# GOAL OF THE EXERCISE
Rewrite the rows below, replacing each occurrence of "tag" with "mark" and leaving everything else unchanged.
──────── DATA
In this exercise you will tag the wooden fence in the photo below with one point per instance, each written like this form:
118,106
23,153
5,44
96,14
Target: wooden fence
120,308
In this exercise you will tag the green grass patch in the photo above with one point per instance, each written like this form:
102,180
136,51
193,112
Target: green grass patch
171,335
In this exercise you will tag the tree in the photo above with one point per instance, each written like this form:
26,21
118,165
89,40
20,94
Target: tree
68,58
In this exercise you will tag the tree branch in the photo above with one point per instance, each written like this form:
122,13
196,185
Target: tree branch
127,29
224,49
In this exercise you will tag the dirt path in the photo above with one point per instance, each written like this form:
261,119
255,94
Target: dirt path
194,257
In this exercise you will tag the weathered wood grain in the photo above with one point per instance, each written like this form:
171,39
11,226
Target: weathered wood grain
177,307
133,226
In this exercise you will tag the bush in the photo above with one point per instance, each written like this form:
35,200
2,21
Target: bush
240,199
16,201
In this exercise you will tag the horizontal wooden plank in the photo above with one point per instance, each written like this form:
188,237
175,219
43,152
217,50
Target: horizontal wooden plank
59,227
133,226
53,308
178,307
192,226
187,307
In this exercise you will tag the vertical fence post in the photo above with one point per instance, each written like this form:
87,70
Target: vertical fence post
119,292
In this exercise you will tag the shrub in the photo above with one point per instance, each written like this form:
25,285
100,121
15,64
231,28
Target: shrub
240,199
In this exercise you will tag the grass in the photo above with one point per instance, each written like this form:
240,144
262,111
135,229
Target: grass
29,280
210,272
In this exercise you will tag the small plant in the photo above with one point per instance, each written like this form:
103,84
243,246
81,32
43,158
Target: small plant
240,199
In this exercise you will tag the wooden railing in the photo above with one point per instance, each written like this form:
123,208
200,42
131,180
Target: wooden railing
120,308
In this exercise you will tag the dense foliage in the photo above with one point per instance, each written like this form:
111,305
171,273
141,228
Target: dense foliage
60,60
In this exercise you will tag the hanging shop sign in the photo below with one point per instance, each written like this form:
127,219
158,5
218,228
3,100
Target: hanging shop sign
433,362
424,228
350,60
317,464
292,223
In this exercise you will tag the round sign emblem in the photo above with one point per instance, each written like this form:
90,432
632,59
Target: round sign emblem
────────────────
# FINAL RESULT
In this exercise you will mark the wooden fence in the photo below with one point per instance, each written like this form:
118,106
23,153
5,44
96,14
Target: wooden fence
120,308
In this exercise you will mark the green grass patch in the photo above with one point per instance, each written like this form:
102,180
136,51
193,112
Target: green grass patch
171,335
In this exercise you will mark the tree in the photo above with one point per instance, each written like this form:
26,21
118,165
89,40
20,94
Target: tree
68,58
In this exercise you will mark the tree branch in the photo above with one point per instance, each written like this form:
122,13
196,185
Target: tree branch
127,29
224,49
In this exercise you will mark the dirt path in the photo above with one point per instance, each written like this form:
261,119
255,94
Target: dirt path
194,257
In this exercise you will mark the weathered wood grain in the photo above with one point per instance, each written like this form:
171,39
11,226
Target: weathered wood grain
177,307
133,226
In this exercise you will mark the bush in the photo above with one point per instance, each written like this form:
35,200
2,21
Target: bush
240,199
16,201
In this exercise you will mark the horizontal wooden plank in the photo above with one point per instance, each written like this form:
188,237
175,219
43,152
217,50
Target: horizontal wooden plank
59,227
133,226
53,308
178,307
192,226
187,307
In this exercise you will mark the vertical fence post in the photo above with one point per instance, each written like this form:
87,70
Target: vertical fence post
119,292
In this exercise you will mark the shrub in the photo above with one point per instance, each written like this form:
25,285
100,121
15,64
231,28
Target: shrub
240,199
In this exercise you will mark the grass in the photo above with one point per instance, each written like this form:
240,144
262,111
135,229
Target: grass
29,280
210,272
In this exercise you will mark the small plant in the photo above with one point per instance, each written like this form:
103,84
243,246
81,32
43,158
Target: small plant
240,199
In this exercise you will mark the wooden railing in the photo above with one point per instance, each written like this form:
123,208
200,42
131,180
Target: wooden railing
120,308
In this exercise you will mark the dense foliage in the photo above with one point per instance, each written like this form:
111,305
171,273
141,228
Target: dense foliage
60,60
In this exercise you will mark the hanging shop sign in the photo below with one point per instance, each written like this form:
127,219
158,5
218,228
3,100
Target: hanging shop sign
433,362
424,228
350,60
317,464
292,223
In this exercise you will mark the round sign emblem in the photo above with one point per instance, each written like this form:
90,432
632,59
Target: round sign emblem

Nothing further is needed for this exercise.